= Work required =
Search the entries below for the string "shorts" and copy the lines that hold it.

[Dataset entries]
↓↓↓

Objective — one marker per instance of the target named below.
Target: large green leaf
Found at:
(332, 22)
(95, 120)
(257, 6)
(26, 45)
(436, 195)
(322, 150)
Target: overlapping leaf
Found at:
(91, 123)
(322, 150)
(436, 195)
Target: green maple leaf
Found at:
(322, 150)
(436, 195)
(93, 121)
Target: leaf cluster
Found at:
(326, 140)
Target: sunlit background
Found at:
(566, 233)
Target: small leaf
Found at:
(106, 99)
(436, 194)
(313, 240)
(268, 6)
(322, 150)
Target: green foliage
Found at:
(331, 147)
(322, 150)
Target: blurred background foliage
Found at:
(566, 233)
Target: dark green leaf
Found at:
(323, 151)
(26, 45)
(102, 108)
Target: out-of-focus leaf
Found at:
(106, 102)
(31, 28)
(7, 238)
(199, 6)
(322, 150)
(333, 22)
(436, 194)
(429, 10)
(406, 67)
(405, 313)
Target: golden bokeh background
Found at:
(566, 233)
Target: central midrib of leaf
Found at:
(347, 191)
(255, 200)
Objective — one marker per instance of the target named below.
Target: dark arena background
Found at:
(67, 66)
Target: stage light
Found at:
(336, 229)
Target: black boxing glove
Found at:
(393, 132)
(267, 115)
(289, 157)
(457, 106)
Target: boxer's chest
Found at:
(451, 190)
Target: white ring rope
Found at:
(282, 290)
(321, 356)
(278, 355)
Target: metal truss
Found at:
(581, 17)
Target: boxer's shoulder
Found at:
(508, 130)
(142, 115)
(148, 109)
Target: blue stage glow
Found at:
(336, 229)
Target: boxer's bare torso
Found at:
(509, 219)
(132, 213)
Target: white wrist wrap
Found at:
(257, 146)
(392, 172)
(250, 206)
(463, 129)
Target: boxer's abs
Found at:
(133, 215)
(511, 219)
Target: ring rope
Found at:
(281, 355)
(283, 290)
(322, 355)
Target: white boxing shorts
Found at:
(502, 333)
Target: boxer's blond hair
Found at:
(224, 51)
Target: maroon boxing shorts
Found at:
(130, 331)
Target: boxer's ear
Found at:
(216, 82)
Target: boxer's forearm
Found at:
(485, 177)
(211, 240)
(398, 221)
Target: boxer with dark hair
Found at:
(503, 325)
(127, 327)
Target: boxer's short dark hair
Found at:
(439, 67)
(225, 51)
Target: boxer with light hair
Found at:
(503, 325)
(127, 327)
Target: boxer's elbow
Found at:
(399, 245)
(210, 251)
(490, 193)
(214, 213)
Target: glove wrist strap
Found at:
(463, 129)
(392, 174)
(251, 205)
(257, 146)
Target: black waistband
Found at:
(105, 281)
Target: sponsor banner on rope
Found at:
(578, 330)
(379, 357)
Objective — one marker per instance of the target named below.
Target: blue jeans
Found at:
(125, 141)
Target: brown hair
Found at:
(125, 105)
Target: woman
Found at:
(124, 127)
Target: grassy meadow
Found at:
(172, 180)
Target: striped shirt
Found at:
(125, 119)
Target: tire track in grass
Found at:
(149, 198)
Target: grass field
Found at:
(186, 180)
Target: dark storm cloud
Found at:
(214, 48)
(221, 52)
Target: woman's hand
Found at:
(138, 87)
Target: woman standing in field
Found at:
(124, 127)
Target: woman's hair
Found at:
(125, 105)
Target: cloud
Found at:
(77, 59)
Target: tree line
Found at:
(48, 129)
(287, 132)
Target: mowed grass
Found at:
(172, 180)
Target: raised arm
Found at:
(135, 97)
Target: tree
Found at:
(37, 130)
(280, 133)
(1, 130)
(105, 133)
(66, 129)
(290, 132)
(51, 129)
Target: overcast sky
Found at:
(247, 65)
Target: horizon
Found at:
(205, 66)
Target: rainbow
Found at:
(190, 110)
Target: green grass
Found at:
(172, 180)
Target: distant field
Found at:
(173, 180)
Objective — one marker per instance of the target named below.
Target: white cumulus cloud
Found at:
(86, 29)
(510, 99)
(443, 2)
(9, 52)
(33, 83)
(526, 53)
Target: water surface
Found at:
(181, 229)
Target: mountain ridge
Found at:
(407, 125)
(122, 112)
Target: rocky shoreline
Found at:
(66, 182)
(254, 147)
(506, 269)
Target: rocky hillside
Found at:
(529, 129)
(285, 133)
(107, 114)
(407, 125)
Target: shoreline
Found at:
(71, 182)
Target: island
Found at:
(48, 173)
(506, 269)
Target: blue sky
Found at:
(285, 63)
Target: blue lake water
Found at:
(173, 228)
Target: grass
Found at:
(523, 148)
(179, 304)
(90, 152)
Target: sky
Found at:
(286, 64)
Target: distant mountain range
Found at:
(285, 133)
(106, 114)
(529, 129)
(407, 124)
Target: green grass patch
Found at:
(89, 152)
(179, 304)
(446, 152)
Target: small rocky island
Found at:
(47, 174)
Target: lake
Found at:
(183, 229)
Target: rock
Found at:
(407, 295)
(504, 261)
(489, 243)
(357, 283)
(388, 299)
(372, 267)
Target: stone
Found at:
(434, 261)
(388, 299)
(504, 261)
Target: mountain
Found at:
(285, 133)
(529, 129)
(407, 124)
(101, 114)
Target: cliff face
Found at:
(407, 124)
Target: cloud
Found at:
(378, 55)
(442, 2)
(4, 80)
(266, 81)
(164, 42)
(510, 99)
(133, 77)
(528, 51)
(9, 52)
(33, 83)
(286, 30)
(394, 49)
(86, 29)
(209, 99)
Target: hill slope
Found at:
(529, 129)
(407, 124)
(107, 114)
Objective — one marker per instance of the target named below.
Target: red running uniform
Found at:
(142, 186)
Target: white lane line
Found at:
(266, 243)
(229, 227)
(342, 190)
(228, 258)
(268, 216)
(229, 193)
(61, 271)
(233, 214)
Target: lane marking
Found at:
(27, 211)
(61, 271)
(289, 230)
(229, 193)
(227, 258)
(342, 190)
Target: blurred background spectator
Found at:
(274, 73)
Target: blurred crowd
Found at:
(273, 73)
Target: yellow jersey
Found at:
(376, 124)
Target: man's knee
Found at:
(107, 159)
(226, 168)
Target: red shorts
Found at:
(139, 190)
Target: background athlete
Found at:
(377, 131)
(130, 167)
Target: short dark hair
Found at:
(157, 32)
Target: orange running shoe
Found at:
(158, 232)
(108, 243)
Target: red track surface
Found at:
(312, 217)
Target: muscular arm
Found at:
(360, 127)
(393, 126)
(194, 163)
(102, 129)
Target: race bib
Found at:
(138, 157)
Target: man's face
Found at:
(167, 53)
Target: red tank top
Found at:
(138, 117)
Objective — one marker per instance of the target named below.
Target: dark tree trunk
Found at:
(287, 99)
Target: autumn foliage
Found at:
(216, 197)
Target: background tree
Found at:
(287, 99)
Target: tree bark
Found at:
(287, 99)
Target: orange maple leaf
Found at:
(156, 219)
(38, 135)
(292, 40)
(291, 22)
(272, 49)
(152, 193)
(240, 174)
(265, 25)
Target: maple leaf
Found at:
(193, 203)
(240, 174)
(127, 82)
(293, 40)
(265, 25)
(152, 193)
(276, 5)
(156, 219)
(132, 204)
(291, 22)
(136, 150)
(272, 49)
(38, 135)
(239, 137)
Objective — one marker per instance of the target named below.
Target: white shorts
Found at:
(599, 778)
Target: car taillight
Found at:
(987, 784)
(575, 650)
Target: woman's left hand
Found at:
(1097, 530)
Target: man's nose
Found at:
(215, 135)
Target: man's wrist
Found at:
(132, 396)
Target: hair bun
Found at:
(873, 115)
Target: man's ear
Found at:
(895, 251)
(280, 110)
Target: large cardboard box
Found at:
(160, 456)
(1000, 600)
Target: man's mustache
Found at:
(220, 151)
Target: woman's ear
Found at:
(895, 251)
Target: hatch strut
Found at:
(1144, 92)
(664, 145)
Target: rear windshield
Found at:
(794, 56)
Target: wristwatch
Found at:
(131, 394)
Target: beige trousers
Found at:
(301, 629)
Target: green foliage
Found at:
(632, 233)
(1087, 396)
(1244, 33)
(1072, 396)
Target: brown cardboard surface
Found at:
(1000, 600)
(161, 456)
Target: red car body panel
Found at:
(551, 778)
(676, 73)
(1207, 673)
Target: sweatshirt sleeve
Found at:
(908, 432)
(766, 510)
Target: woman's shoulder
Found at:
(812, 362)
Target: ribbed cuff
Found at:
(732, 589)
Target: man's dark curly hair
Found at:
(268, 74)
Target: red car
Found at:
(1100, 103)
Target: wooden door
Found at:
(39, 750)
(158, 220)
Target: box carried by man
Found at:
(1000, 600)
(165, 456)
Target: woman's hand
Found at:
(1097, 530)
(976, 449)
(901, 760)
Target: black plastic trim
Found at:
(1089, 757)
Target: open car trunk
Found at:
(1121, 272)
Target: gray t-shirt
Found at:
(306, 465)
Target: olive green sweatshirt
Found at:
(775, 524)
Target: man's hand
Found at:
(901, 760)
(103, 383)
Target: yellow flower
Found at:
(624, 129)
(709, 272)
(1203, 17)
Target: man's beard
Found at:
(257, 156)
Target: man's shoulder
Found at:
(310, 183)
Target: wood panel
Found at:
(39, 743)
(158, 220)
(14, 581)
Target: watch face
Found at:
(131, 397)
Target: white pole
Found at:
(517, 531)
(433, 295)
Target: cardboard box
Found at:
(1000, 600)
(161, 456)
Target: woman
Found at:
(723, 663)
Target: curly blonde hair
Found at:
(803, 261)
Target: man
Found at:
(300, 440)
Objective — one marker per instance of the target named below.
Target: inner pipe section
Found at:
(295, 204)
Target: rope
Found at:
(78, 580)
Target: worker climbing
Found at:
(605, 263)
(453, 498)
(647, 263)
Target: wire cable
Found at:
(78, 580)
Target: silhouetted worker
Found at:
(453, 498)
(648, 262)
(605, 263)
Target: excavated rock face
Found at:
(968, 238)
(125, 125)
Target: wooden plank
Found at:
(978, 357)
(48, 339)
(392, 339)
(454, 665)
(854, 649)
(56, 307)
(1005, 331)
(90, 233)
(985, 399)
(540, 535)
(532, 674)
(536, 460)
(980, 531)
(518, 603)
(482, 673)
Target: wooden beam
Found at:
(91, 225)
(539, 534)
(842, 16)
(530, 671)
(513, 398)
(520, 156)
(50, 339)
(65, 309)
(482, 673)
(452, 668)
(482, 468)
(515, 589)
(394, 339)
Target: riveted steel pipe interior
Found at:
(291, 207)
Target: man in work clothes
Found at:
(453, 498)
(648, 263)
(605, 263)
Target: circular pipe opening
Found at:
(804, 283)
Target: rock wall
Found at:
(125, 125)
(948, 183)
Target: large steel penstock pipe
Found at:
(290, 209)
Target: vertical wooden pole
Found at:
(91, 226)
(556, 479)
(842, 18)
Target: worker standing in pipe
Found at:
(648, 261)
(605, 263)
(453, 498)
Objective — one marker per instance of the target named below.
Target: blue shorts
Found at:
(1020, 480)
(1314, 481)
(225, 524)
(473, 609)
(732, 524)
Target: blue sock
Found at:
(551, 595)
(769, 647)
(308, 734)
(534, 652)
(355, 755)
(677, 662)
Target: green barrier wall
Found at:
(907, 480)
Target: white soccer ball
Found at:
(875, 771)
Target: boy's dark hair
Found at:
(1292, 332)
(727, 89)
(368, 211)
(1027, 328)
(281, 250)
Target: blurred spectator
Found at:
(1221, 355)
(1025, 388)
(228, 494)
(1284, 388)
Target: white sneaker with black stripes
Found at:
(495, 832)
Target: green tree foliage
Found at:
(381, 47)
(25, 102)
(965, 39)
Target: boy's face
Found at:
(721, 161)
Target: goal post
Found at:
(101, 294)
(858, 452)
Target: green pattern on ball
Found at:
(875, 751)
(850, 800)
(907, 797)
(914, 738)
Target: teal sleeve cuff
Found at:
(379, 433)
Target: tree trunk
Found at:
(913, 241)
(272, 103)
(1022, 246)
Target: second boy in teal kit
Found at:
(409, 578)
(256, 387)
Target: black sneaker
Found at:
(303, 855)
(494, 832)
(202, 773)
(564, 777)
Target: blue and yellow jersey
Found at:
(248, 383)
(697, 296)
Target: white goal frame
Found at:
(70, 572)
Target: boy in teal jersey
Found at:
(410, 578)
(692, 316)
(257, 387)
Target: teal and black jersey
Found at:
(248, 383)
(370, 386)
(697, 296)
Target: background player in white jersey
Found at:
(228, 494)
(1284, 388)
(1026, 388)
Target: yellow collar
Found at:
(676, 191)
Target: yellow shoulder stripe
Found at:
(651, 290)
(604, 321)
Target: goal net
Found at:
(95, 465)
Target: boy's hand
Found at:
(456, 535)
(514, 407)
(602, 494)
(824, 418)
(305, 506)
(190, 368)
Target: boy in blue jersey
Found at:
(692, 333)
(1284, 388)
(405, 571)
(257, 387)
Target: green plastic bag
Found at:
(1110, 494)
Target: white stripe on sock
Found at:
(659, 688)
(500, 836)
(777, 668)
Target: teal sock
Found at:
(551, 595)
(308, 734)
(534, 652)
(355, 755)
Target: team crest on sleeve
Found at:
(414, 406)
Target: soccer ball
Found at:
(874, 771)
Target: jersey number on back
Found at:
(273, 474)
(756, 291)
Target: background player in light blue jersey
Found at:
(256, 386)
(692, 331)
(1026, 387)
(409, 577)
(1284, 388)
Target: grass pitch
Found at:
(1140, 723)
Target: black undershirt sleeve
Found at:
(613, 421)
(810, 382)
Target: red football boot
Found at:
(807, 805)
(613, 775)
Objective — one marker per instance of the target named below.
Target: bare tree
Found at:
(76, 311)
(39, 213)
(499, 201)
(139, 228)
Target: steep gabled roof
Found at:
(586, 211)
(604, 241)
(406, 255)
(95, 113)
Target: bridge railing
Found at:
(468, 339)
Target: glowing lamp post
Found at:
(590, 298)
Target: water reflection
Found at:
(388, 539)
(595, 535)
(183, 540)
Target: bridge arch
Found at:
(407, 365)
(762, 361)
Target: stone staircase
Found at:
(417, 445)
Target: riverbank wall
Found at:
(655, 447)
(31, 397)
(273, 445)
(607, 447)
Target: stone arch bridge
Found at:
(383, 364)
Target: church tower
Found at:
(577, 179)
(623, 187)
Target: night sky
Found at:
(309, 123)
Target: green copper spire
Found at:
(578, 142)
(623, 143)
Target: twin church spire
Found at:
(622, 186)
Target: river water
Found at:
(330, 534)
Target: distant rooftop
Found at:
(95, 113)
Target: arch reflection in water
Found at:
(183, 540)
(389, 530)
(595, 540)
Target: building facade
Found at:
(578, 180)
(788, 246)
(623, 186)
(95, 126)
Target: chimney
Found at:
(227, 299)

↑↑↑

= Answer to this problem =
Target: white boxing shorts
Target: maroon boxing shorts
Target: red shorts
Target: white shorts
Target: blue shorts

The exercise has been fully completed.